● **Quelle**
Es wirkt wirklich so, als wolle Josef möglichst wenig stören, nicht zu sehr in den Alltag der Menschen eindringen. Doch zumindest in ihr Bewusstsein muss er es schaffen, wenn er die Hoffnungen der Frankfurter Sozialdemokraten erfüllen und als neuer Oberbürgermeister ins Rathaus einziehen will.

Schon lange in den Startlöchern

An die Rolle des Hoffnungsträgers der Frankfurter Sozialdemokratie müsste sich Mike Josef längst gewöhnt haben. Schon zu seiner Zeit im Allgemeinen Studierenden-Ausschuss (AStA) der Goethe-Universität, Mitte der 2000er Jahre, wurde dem Sohn syrischer Einwanderer vorausgesagt, dass er es in der Partei weit bringen könne. Eine Prognose, die sich bewahrheiten sollte.

Josefs Lebenslauf liest sich wie eine Musterbewerbung um einen führenden Posten in der SPD: Sprecher des Stadtverbands der Jusos 2008 bis 2010. Mitglied in der Arbeiterwohlfahrt (AWO) und der Gewerkschaft Erziehung und Wissenschaft (GEW). Organisationssekretär beim Deutschen Gewerkschaftsbund (DGB) Südosthessen. Ab 2011 Stadtverordneter und ab 2013 Vorsitzender der Frankfurter SPD: Schließlich - als vorerst letzte Station - 2016 Übernahme des Dezernats für Planung und Wohnen.

Spätestens ab diesem Zeitpunkt galt es unter den Frankfurter Sozialdemokratinnen und Sozialdemokraten als wahrscheinlich, dass Josef irgendwann den damals im Zenit seiner Popularität stehenden Oberbürgermeister Peter Feldmann (SPD) beerben würde. Allerdings hätten sich Fans und Förderer wohl gewünscht, dass dem designierten Nachfolger noch ein paar Jahre bleiben, um sein Profil zu schärfen.

Eine andere Art der Bürgernähe

Dem Vergleich zum geschassten Vorgänger könnte der 40-Jährige nicht entfliehen, selbst wenn er es versuchen würde. Nicht nur, weil sich die Wahlplakate von 2012 und 2023 auffällig ähneln. Die Themen, die Feldmann überraschend ins Amt beförderten und immerhin elf Jahre dort hielten, sind dieselben, mit denen Mike Josef 2023 in den Wahlkampf zieht: mehr und bessere Schulen und Kitas, bezahlbares Wohnen, soziale Teilhabe, Ausbau der Infrastruktur in den Stadtteilen.

● **Rohdaten**
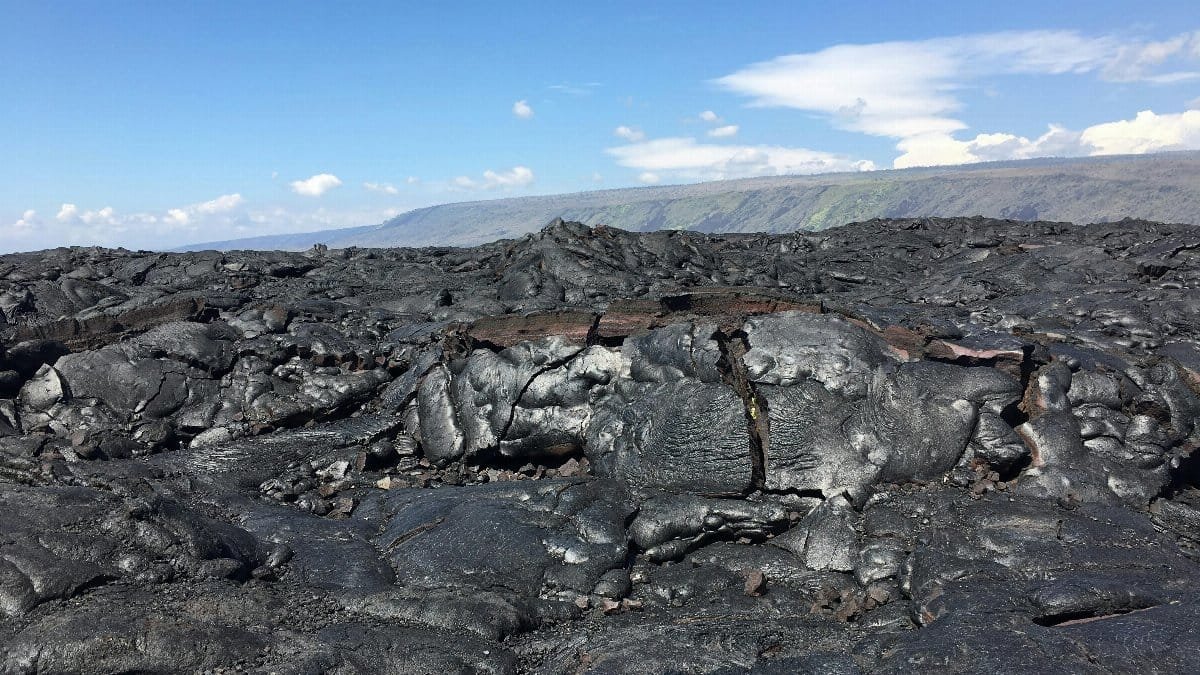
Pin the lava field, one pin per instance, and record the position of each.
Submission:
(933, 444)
--
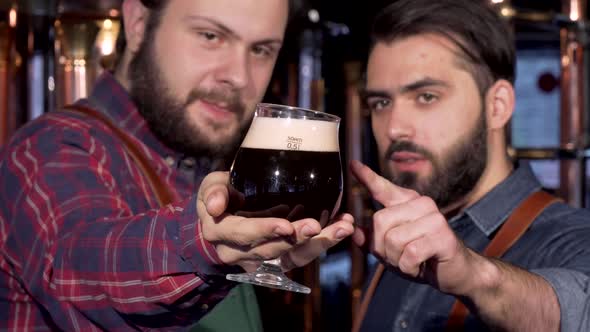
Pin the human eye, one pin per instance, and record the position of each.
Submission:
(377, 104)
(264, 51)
--
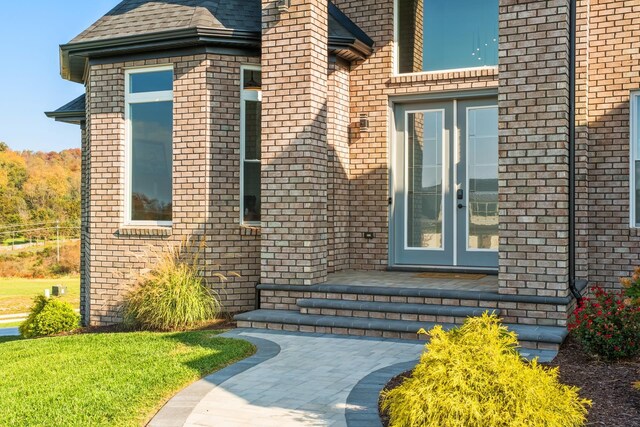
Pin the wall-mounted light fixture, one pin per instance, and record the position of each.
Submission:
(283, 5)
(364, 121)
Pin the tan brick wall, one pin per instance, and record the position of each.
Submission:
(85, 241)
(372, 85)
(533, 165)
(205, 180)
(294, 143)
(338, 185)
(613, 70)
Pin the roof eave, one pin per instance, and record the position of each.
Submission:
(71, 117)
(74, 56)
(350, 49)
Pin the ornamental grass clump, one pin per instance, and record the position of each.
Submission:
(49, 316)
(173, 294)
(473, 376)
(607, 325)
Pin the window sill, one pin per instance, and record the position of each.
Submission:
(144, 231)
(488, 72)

● **Aufgaben**
1) Gib den Text über Mike Josef von „Eine andere Art“ bis „in den Stadtteilen.“ wortgetreu wieder.
2) Führe den Text über Mike Josef im Anschluss an seinen letzten Satz weiter.

● **Antworten**
1)
Eine andere Art der Bürgernähe

Dem Vergleich zum geschassten Vorgänger könnte der 40-Jährige nicht entfliehen, selbst wenn er es versuchen würde. Nicht nur, weil sich die Wahlplakate von 2012 und 2023 auffällig ähneln. Die Themen, die Feldmann überraschend ins Amt beförderten und immerhin elf Jahre dort hielten, sind dieselben, mit denen Mike Josef 2023 in den Wahlkampf zieht: mehr und bessere Schulen und Kitas, bezahlbares Wohnen, soziale Teilhabe, Ausbau der Infrastruktur in den Stadtteilen.

2)
Doch da enden auch schon die Gemeinsamkeiten. Im Auftreten könnten Feldmann und Josef kaum unterschiedlicher sein. Feldmann genoss das Rampenlicht, suchte offensiv das Gespräch mit Bürgern, informierte sich vor Ort, schreckte viele aber auch mit seiner oft gestelzt wirkenden Jovialität und einem ausgeprägten Hang zur Selbstdarstellung ab.

Josef, das zeigt sich im Straßenwahlkampf, pflegt eine andere Art der Bürgernähe. Wenn er auf Menschen zugeht, um sich nach ihren Wünschen und Problemen zu erkundigen, wirkt er zurückhaltend. Josef lässt zu Wort kommen, wo Feldmann gerne das Wort ergriff. Wenn eine Gruppe potenzieller Wähler ins Gespräch über Herausforderungen im Stadtteil einsteigt, kann Josef schweigend am Rand stehen und einfach nur zuhören. Im Wahlkampf ist Mike Josef kein Anti-Feldmann. Er versucht, ein besserer Feldmann zu sein.

Kritik an neuem Stadtteil

Doch so sehr er sich auch abgrenzt, für Josef ist der abgewählte OB gleich in doppelter Hinsicht eine Hypothek. Teile der Wählerschaft nehmen die SPD und ihren Kandidaten in Mithaftung für die Verfehlungen des Ex-Oberbürgermeisters. Auf der anderen Seite hat Feldmann weiterhin Anhänger, die es Josef und seiner Partei übel nehmen, sich an der Abwahlkampagne beteiligt zu haben. Mike Josef betont, dass sich "das Kapitel Feldmann" mit dessen Abwahl im November beendet sei. Dass das die Wähler genau so sehen, darf bezweifelt werden.

Zudem verlief auch Josefs Amtszeit als Dezernent nicht ohne Konflikte. Die von ihm vorangetriebenen Pläne zur Bebauung eines Areals entlang der A5 im Nordosten Frankfurts brachten ihn auf Konfrontationskurs mit den Nachbarstädten Steinbach und Oberursel (Hochtaunus).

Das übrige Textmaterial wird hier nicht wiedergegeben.